*** Block opens ***

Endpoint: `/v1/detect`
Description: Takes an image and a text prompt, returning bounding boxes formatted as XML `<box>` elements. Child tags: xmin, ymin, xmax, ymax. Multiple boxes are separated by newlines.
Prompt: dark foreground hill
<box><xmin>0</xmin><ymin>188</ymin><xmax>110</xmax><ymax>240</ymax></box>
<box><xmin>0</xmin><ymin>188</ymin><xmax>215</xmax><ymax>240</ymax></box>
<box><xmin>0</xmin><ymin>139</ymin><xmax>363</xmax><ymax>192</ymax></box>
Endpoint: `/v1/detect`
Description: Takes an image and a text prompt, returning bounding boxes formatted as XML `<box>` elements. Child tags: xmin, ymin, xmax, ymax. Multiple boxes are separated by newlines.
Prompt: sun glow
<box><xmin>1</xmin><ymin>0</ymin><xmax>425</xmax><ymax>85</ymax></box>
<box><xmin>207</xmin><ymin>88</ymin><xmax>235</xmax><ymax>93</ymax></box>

*** Block closes ***

◆ **Task to carry out**
Return each entry without altering a single word.

◆ **Task answer**
Endpoint: `/v1/detect`
Description: Takes an image and a text prompt, returning bounding boxes formatted as XML `<box>` elements. Child tags: xmin, ymin, xmax, ymax. Multiple boxes are separated by newlines.
Prompt: dark foreground hill
<box><xmin>0</xmin><ymin>188</ymin><xmax>110</xmax><ymax>240</ymax></box>
<box><xmin>0</xmin><ymin>188</ymin><xmax>215</xmax><ymax>240</ymax></box>
<box><xmin>0</xmin><ymin>139</ymin><xmax>363</xmax><ymax>192</ymax></box>
Endpoint: `/v1/detect`
Description: Takes an image and a text prompt, returning bounding boxes formatted as XML `<box>` elements. Child tags: xmin, ymin, xmax, ymax. Multiple boxes are separated by newlines.
Prompt: sun glow
<box><xmin>1</xmin><ymin>0</ymin><xmax>425</xmax><ymax>85</ymax></box>
<box><xmin>207</xmin><ymin>88</ymin><xmax>235</xmax><ymax>93</ymax></box>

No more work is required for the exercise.